WHAT IS REQUIRED
Please copy every line with the string "rocky" from the entries below.

RECORDS FOR THE TASK
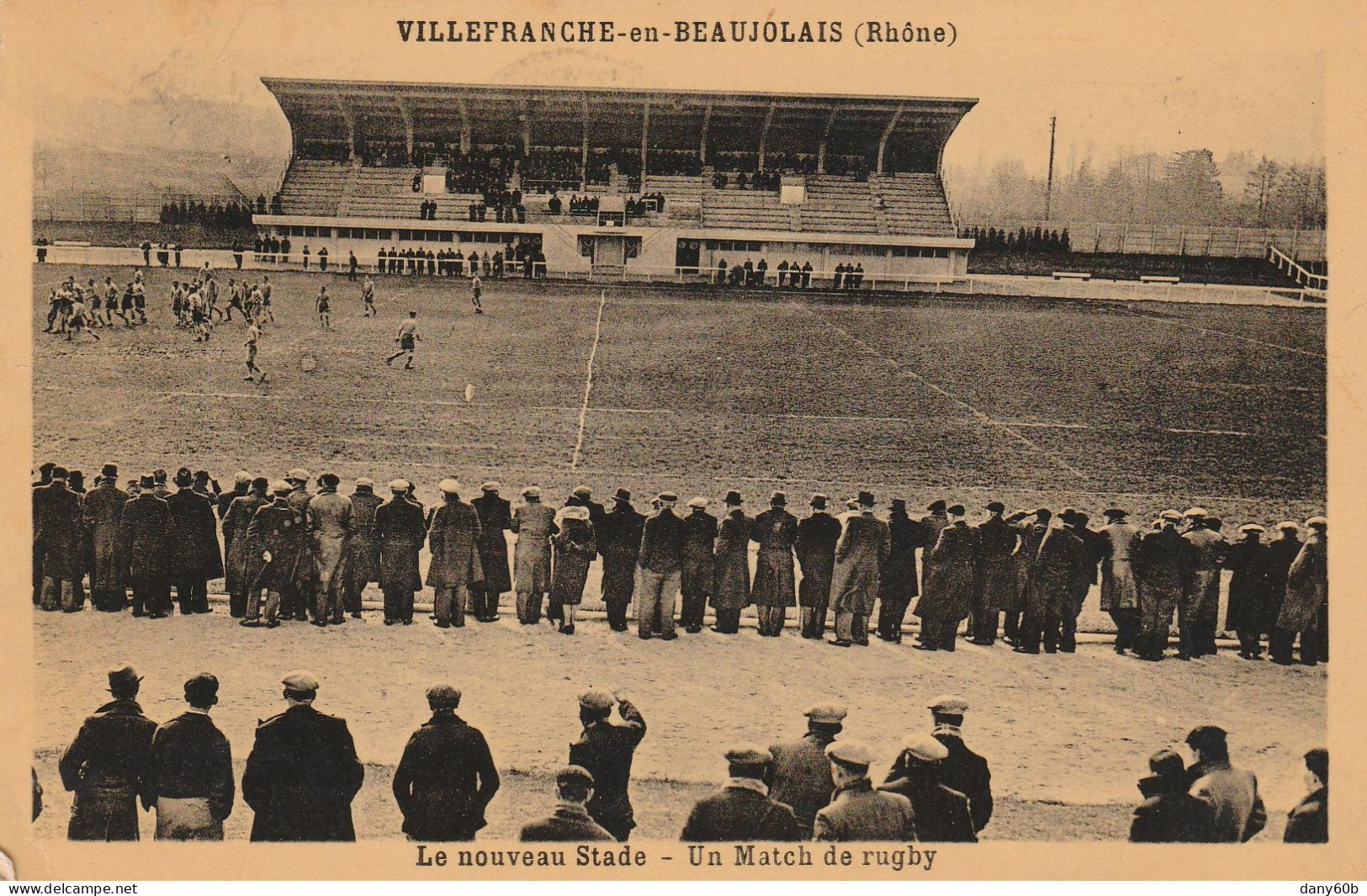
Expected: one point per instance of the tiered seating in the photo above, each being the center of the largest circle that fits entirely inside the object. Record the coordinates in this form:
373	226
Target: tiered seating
914	204
840	204
744	208
313	188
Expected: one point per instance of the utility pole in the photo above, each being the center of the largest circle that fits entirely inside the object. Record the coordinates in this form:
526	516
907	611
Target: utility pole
1049	186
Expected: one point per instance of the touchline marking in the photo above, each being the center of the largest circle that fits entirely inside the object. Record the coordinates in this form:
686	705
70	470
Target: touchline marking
588	382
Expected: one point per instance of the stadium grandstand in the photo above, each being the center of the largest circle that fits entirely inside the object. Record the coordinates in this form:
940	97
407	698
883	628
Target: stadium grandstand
619	183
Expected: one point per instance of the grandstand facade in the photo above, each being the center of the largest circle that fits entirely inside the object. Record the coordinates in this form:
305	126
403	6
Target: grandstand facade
619	183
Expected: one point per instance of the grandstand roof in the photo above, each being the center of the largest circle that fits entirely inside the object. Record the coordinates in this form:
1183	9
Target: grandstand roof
559	117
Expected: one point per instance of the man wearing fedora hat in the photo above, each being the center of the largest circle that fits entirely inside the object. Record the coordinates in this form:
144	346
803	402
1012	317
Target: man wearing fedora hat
446	776
107	764
190	769
860	554
743	810
802	771
619	544
774	588
815	549
732	566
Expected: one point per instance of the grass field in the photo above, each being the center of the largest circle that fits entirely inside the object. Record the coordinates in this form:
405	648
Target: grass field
1030	401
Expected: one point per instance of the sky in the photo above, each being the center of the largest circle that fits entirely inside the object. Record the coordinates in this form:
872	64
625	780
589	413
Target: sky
1119	77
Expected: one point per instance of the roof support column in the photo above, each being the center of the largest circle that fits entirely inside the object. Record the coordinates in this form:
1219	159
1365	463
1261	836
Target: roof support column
887	131
769	120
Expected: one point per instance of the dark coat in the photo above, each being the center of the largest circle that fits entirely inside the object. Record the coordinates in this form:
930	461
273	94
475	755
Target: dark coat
453	538
59	531
570	823
575	552
444	780
363	561
192	537
605	750
699	541
774	531
190	756
142	537
949	581
495	519
732	564
277	528
897	577
301	777
815	549
739	813
803	777
107	767
400	531
1308	823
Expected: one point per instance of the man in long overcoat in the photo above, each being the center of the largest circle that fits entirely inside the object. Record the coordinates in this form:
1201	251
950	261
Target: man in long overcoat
363	559
330	522
859	559
995	574
949	583
1307	591
815	549
244	559
302	771
774	588
696	576
495	519
897	579
142	546
400	530
103	512
732	566
107	764
533	524
619	544
1120	590
446	776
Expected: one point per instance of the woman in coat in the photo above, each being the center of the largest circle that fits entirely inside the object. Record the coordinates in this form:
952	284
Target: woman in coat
732	568
1248	613
575	550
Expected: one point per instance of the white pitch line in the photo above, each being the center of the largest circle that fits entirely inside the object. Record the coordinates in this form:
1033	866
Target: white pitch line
588	382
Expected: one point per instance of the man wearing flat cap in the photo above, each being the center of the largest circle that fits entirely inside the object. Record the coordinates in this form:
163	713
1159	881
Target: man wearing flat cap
302	771
275	537
330	522
860	554
454	541
815	550
732	566
570	823
446	777
495	519
107	764
696	570
743	810
103	512
605	750
940	813
190	769
774	588
857	812
533	524
142	546
660	570
619	544
1239	813
400	531
802	775
363	555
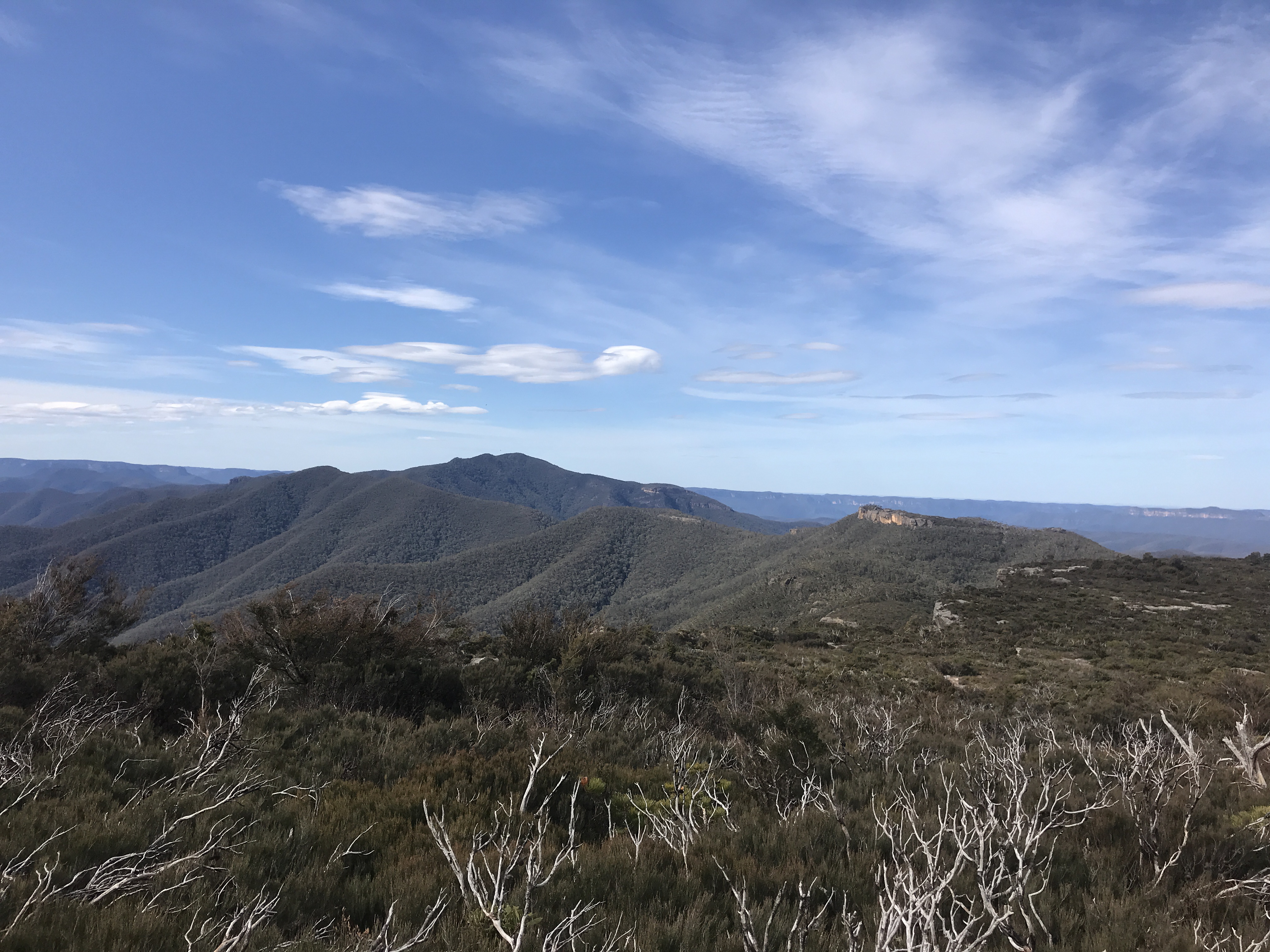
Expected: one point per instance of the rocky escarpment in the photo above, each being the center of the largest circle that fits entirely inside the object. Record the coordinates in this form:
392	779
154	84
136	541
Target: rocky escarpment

SOLUTION BELOW
Expected: one point per instance of the rocky escarpment in the photo above, each being the center of the largest circle that fits entirely inside the object. Record the coordinates in this form:
Target: rocky escarpment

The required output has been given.